## [FRAGMENTO SELECCIONADO]
+-------+
Meteoro nº 24 Un psicoanalista en New York. G. Dessal

cropped-logo22.png

Meteoro nº 24 Un psicoanalista en New York

Contenidos

Soy un alien, un psicoanalista en New York, Gustavo Dessal

 

Edición para imprimir meteoro-no-24-un-psicoanalista-en-new-york

120000-91391_product_1280031074_thumb_large

Soy un alien, un psicoanalista en New York”*

Gustavo Dessal

Psicoanalista y escritor. Analista Miembro de Escuela (AME) de la Escuela Lacaniana de Psicoanálisis (ELP) y de la Asociación Mundial de Psicoanálisis (AMP)

 

Llegar al aeropuerto JFK es zambullirse de pleno en la sociedad de la vigilancia. A fin de atenuar el sentimiento persecutorio -que a raíz de la multiplicación de atentados se intensifica cada vez más- la estrategia del estado consiste en convencer a cada ciudadano de que forma parte del ejército de defensa. No estamos siendo controlados, sino que todos unidos y empleando los recursos adecuados seremos capaces de derrotar el mal. Hay carteles en el aeropuerto y en la parada de taxis, en los que se ve a un miembro de las fuerzas antiterroristas equipado con un uniforme de combate y un armamento de última generación. A su lado, una joven común y corriente que -en lugar de un fusil de asalto- tiene su teléfono móvil en la mano. “El oficial Marcos Porrada está bien equipado para mantener segura nuestra región. Darleen también” Unas flechas señalan que Darleen tiene ojos, oídos, y por supuesto su móvil. Ambos forman un tándem de seguridad. El oficial Marcos Porrada está capacitado para actuar, y la ciudadana debe cumplir con su deber de estar bien atenta con sus ojos y oídos, y no dudar en hacer una llamada telefónica alertando sobre cualquier cosa que considere sospechosa. La misma recomendación puede verse en el interior de los vagones de metro y en los autobuses. “¿Ha visto algo raro? No lo dude. Avise”. Todo puede ser raro, y nada a la vez, en esta ciudad donde todos los días millones de personas salen a la calle convertidas en potenciales sospechosos y sospechadores.
+-------+
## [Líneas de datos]
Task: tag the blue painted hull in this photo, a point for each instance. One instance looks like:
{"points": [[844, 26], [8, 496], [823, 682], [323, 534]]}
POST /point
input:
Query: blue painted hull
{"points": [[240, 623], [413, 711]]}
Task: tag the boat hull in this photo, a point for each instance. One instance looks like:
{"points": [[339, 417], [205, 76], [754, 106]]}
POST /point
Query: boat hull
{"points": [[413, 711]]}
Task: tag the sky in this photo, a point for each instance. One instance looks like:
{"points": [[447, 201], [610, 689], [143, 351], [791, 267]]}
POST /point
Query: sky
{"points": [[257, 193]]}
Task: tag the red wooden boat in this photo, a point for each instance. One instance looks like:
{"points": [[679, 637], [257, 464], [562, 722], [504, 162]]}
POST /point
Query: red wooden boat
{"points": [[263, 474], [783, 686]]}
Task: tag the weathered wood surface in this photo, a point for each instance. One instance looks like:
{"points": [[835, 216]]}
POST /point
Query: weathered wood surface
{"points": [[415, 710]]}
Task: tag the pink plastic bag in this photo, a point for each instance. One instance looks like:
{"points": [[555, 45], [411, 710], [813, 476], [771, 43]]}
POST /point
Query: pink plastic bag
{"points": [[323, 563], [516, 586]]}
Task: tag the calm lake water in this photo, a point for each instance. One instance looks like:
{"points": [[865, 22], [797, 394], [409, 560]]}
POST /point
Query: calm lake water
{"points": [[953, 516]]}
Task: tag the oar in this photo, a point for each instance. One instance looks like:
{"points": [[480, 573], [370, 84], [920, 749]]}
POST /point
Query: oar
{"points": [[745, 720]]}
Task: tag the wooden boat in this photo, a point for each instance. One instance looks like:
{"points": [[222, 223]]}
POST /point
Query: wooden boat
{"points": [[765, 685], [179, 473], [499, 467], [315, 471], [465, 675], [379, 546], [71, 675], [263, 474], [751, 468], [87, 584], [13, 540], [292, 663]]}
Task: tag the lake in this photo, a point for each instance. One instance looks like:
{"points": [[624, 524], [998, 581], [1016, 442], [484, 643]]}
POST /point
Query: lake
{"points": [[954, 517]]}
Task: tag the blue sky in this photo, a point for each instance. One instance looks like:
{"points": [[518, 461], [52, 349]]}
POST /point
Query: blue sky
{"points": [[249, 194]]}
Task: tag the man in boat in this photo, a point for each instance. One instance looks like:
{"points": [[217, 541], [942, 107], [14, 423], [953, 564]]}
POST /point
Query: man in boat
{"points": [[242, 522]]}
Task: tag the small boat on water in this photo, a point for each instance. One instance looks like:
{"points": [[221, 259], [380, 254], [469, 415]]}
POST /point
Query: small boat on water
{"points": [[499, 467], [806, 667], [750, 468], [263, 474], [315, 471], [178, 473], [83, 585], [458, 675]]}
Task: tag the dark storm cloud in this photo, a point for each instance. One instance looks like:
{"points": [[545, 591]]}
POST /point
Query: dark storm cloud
+-------+
## [TAREAS DEL EJERCICIO]
- 1) Imprime el pasaje del fragmento que va desde "Edición para imprimir meteoro-no-24-un-psicoanalista-en-new-york" hasta "de Psicoanálisis (AMP)", ambos incluidos.
- 2) Según el fragmento, ¿qué tiene en la mano la joven del cartel en lugar de un fusil de asalto?
Las filas no intervienen en ninguna de estas tareas.

## [SOLUCIONES]
- 1)
Edición para imprimir meteoro-no-24-un-psicoanalista-en-new-york

120000-91391_product_1280031074_thumb_large

Soy un alien, un psicoanalista en New York”*

Gustavo Dessal

Psicoanalista y escritor. Analista Miembro de Escuela (AME) de la Escuela Lacaniana de Psicoanálisis (ELP) y de la Asociación Mundial de Psicoanálisis (AMP)

- 2) Tiene su teléfono móvil en la mano.